_EXERCISE BRIEF_
Rewrite the lines below, changing "bush" to "shrub" and leaving everything else as it is.

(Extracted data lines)
★ ★ ★ ★ ★
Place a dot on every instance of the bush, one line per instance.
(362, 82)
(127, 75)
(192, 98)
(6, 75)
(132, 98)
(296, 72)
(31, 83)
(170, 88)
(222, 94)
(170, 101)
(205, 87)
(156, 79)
★ ★ ★ ★ ★
_EXERCISE RESULT_
Place a dot on every instance of the shrub, one line per instance.
(362, 82)
(127, 75)
(192, 98)
(6, 75)
(132, 98)
(296, 72)
(31, 83)
(170, 88)
(222, 94)
(170, 101)
(205, 87)
(156, 79)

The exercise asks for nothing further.